(Source passage begins)

Gardner may have been the daughter of James Gardiner (d.1768), a butcher living at the Seagate in Irvine, and Janet Caldwell. James owned three houses in the Seagate and a park called Spenshill. Gardner was baptised on 14 September 1746. When James Gardiner died in 1768, his eldest daughter inherited half of his property; already a widow according to Strawhorn, her dead husband, a shipmaster, being one Alexander Armour. This would confusingly make her married name 'Jean Armour.'

It was in Gardner’s family house in Seagate (probably in the second house on the right from Highstreet) that the preacher Hugh White was supposed to have lodged. Revd. Hugh White or Whyte was the minister of the Relief Congregation which had seceded from the established church and it was after he preached a sermon at Glasgow that one Elspeth Buchan or Elspat Buchan (1738–1791) followed him back to Irvine where she went on to form the fanatical Buchanites. The Revd White and his wife supported her and he was suspended from his church as a result.

(Source passage ends)
(Extracted entries begins)

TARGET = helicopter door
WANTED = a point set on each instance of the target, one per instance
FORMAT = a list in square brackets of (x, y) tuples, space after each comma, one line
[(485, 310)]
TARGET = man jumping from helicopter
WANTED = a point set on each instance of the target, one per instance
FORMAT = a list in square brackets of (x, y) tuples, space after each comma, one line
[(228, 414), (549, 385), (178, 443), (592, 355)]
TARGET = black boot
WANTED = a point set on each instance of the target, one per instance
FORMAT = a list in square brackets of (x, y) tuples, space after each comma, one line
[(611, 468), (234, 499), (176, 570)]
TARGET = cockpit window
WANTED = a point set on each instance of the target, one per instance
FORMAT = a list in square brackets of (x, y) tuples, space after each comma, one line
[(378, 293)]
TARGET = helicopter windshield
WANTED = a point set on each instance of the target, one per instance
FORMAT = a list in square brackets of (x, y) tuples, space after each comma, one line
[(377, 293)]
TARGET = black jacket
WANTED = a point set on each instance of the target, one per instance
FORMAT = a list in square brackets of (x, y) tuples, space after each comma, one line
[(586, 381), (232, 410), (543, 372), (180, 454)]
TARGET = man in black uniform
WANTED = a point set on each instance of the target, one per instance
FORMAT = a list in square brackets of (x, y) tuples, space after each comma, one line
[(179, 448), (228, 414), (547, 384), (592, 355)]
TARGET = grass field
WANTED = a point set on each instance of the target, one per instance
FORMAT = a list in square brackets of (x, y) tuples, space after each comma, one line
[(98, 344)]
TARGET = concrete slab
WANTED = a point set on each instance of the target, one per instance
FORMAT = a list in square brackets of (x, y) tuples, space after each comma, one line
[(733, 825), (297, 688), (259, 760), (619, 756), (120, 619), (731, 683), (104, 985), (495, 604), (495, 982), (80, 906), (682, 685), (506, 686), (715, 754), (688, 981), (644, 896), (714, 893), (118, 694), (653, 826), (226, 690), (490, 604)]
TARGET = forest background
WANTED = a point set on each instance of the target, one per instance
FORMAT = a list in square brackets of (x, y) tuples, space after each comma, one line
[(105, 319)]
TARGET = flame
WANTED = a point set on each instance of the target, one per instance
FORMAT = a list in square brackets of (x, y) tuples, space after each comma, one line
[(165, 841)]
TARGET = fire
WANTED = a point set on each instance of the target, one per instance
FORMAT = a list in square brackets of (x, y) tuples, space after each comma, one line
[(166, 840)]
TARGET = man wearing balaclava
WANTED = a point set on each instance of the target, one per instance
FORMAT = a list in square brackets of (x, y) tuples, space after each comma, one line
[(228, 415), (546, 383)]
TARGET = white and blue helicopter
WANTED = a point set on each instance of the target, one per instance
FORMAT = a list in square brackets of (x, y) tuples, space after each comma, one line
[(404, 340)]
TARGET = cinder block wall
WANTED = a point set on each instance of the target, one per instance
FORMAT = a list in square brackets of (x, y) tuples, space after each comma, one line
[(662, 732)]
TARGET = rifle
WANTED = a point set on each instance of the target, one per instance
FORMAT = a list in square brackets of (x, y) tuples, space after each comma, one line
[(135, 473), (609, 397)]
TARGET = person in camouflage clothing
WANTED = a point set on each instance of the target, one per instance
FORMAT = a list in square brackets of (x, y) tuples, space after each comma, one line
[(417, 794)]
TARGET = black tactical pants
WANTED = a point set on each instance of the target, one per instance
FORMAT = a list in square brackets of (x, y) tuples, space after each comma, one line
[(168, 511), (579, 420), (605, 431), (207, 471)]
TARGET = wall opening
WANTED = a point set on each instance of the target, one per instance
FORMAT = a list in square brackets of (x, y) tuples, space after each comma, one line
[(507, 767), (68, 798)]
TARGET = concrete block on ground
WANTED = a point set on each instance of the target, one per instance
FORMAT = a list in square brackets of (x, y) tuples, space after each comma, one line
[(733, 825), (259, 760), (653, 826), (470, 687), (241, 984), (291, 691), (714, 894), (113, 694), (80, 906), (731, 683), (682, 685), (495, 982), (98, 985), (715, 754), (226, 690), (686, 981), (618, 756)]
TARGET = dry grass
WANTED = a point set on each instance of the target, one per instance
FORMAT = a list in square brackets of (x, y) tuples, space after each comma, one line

(Extracted entries ends)

■ About this task: Repeat the passage about Gardner's family word for word, everything from "It was in Gardner’s" down to "as a result.". The collection entries have no connection to the passage about Gardner's family in Irvine.

■ Completed exercise:
It was in Gardner’s family house in Seagate (probably in the second house on the right from Highstreet) that the preacher Hugh White was supposed to have lodged. Revd. Hugh White or Whyte was the minister of the Relief Congregation which had seceded from the established church and it was after he preached a sermon at Glasgow that one Elspeth Buchan or Elspat Buchan (1738–1791) followed him back to Irvine where she went on to form the fanatical Buchanites. The Revd White and his wife supported her and he was suspended from his church as a result.